**Assigned task**
Retype exactly, and only, the lines from the one that contains "Note: one point per instance of the dark wood vanity" through the final line of the entries.

**Material provided**
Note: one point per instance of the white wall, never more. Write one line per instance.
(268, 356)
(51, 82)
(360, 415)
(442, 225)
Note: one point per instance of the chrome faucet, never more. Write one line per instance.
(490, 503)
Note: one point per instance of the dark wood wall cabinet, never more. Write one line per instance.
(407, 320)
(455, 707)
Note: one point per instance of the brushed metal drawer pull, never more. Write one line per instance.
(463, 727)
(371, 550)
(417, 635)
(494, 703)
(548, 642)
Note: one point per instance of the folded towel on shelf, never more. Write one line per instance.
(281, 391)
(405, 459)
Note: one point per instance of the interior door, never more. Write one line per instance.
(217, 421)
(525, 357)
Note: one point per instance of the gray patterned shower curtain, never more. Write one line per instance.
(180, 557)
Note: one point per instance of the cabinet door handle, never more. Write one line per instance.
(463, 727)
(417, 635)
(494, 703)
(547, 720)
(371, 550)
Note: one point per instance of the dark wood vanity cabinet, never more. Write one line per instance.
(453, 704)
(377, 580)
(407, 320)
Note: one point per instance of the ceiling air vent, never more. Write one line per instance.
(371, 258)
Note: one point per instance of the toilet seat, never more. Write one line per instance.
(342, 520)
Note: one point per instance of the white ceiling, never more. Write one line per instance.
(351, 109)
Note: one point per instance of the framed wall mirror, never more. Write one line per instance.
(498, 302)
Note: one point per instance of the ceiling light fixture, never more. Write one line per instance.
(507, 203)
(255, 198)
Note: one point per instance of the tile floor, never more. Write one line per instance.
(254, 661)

**Solution to the exercise**
Note: one point per instance of the dark wood vanity cabinet, never more. Write one line per instance.
(453, 704)
(377, 580)
(407, 320)
Note: one point per instance of the ceiling air vent, never more. Write one line per instance.
(371, 258)
Note: one point per instance of the toilet seat, never more. Write one line per instance.
(342, 520)
Note: one point per instance of the white ceiling, never more. Write one line per instance.
(351, 109)
Note: one point per instance of the framed wall mirror, never more. Write one line per instance.
(498, 302)
Note: one point per instance of the ceiling light fixture, never more. Write one line per instance.
(507, 203)
(255, 198)
Note: one point per instance of the tile floor, never more. Write one line per instance.
(254, 661)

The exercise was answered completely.